_What to work on_.
1 - Answer these questions about the blues playlist page:
(a) What date heads the page?
(b) Which two songs by Aynsley Lister are on the playlist?
(c) What dates of birth and death are given for Alan Lomax?
2 - Give the lines of the records as a Markdown table with the columns Row and Entry, starting with the line that contains "Mark all instances of wheelchair armrest." and going on through the line that contains "[387,120,404,135]". Leave out blank lines.

_Text passage_.
Monday 24 June 2013

This week's playlist

Bobby 'Blue' Bland - "Stormy Monday Blues"
Vera Hall - "Death, Have Mercy"
6th Street Rhythm And Blues Revue - "Just Like A Man"
Pokey La Farge - "Sweet Potato Blues"
Charlie Musselwhite - "Just You, Just Blues"
Freeky Cleen Dickey F - "On A Monday"
David 'Honeyboy' Edwards - "Kansas City"
Prairie Ramblers - "Jug Rag"
Bessie Jones - "Hambone"
Laurence 'Luckyman' Beall - "Ten Foot Tall Blues"
Gregg Allman - "I Can't Be Satisfied"
Johnny Lee Moore - "Eighteen Hammers"
Big Bill Broonzy - "Keep Your Hands Off Her"
ZZ Top - "La Grange"
Hobart Smith - "Soldier Soldier"
Aynsley Lister - "Insatiable"
Aynsley Lister - "Sugar"
Beth Hart and Joe Bonamassa - "Can't Let Go"
Robert Johnson - "Last Fair Deal Gone Down"
Bessie Jones - "Go To Sleep Litlle Baby"
Status Quo - "Lazy Poker Blues"
John Dudley - "Cool Water Blues"
Tedeschi Trucks Band - "Learn How To Love You"
Ike and Tina Turner- "Ain't Nobody's Business"
Creedence Clearwater Revival - "I Put A Spell On You"

Featured Artist: Alan Lomax

Alan Lomax
January 15 1915 – July 19 2002
Few figures deserve greater credit for the preservation of America's folk music traditions than Alan Lomax. Scouring the backroads, honky tonks, and work camps of the Deep South, he unearthed a treasure trove of songs and singers, documenting the music of the common man for future generations to discover. Through Lomax's pioneering efforts, cultural traditions ranging from the Delta blues to Appalachian folk to field hollers continue to live on, with his invaluable recordings offering a compelling portrait of times and cultures otherwise long gone.

_Material for the task_.
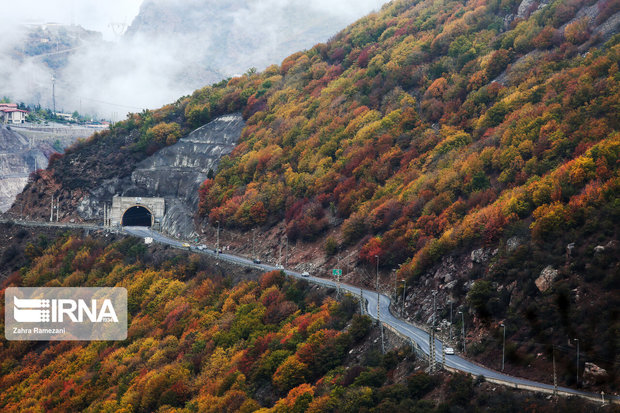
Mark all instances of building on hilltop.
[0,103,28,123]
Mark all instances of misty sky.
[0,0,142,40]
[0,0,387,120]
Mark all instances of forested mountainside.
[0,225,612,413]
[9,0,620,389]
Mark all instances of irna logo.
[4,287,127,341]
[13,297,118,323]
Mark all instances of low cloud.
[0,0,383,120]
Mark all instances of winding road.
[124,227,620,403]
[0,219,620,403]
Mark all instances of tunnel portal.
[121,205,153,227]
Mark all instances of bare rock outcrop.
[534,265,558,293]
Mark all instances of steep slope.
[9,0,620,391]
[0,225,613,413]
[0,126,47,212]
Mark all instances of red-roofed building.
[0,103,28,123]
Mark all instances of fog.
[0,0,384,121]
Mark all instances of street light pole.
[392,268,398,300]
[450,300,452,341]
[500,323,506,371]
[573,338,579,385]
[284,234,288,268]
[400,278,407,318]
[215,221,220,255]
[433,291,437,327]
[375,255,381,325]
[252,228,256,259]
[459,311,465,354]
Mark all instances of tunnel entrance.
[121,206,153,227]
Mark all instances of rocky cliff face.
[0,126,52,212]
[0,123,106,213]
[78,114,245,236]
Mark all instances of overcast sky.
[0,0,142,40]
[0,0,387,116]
---
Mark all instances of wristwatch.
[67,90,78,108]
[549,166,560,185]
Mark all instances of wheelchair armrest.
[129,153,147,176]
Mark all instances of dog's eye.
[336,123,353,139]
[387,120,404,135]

_The solutions_.
1 -
(a) Monday 24 June 2013
(b) "Insatiable" and "Sugar"
(c) January 15 1915 – July 19 2002

2 -
| Row | Entry |
|---|---|
| 1 | Mark all instances of wheelchair armrest. |
| 2 | [129,153,147,176] |
| 3 | Mark all instances of dog's eye. |
| 4 | [336,123,353,139] |
| 5 | [387,120,404,135] |